>>>

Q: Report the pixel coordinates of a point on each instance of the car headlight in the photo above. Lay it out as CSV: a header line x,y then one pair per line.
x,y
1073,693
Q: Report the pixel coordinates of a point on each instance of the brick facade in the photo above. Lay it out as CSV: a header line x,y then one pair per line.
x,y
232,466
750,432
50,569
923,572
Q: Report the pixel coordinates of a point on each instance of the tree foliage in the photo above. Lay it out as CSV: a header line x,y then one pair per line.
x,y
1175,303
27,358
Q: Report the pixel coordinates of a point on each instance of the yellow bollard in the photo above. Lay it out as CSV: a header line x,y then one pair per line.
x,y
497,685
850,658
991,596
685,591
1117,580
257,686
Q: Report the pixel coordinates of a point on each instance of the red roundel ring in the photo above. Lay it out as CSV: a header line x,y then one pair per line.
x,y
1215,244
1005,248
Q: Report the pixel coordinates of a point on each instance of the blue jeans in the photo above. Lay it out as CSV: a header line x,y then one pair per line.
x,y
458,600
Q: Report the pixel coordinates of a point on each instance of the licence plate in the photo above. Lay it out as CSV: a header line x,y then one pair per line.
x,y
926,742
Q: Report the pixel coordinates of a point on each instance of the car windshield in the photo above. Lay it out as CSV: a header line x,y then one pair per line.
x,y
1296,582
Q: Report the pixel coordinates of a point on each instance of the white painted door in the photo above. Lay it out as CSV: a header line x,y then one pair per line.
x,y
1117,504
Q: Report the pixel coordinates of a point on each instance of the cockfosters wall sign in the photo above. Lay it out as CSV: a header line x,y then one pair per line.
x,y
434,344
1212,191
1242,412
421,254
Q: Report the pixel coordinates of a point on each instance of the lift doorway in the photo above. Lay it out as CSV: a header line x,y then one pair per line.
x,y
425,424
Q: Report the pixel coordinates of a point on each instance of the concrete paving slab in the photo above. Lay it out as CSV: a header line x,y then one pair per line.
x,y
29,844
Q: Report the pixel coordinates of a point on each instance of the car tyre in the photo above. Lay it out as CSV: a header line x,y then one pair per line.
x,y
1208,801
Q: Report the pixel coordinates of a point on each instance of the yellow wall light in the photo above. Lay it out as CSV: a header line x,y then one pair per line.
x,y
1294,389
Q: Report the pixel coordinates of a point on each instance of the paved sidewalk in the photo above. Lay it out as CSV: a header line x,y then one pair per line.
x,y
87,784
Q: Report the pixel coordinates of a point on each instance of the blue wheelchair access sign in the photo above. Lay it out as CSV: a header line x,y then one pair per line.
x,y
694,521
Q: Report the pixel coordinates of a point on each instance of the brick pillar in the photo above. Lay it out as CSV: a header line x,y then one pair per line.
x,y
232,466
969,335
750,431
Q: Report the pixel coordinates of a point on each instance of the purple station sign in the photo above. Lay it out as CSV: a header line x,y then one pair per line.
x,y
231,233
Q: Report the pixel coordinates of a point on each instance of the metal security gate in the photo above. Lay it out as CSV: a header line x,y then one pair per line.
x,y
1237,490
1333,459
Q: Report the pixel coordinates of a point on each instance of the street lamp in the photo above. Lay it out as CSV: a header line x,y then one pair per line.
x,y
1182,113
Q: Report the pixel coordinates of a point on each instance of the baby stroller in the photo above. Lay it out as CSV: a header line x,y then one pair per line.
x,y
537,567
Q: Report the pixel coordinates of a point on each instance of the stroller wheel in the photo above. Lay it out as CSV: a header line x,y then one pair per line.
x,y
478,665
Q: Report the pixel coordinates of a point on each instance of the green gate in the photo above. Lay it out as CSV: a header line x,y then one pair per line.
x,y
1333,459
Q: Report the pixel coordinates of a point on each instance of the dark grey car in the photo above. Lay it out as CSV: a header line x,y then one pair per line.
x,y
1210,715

<<<

• _What is required_
Quote exactly and only the lines from the one holding "of the paved" through the end of the data.

• _Finished answer_
Q: Report the pixel coordinates of a point on each instance of the paved sidewalk in the photo above. Lay it out as CSV: a header line x,y then one pair per line.
x,y
87,784
Q: Report the pixel coordinates of a point on each instance of the blue wheelchair access sign in the photo above. Lay it out as CSV: a header line x,y then one pair per line.
x,y
694,521
Q: Report the pixel coordinates of a point on each instance of the brick pillar in the photo above. Lay it out as CSV: a header line x,y then one pair per line.
x,y
232,466
969,335
750,431
Q: Report the pixel coordinates of a point on each instance of the purple station sign in the photo above. Lay it out as CSV: a header line x,y then one pair per line.
x,y
231,233
Q: Report the pixel coordinates of a point on each instance of the metal security gate in the photo above. Lay it out as CSV: a header line x,y then one pair per line.
x,y
1237,490
1333,459
Q: Report the pixel coordinates of a point on each instance of the street lamp in the photo above. Lay it out as CSV: a header line x,y then one pair per line.
x,y
1182,113
Q: Report the pixel coordinates of a point on each instance of the baby stroller in the photo above. Lay it out as CSV: a header line x,y then one pair per line.
x,y
537,567
Q: Report the pixel coordinates of a point on each instance of the stroller wheel in the photo above. Lay it out as CSV: a header line x,y then one pair per line.
x,y
478,665
Q: Report the pixel coordinates of a point on each instance of the green gate in the photo above. Lay it out as CSV: a header line x,y then one pair per line.
x,y
1333,459
Q: Report the pixel coordinates of a point on each instance of the dark grey car in the photo above. Lay it out as CSV: a header line x,y then one pair per line.
x,y
1210,715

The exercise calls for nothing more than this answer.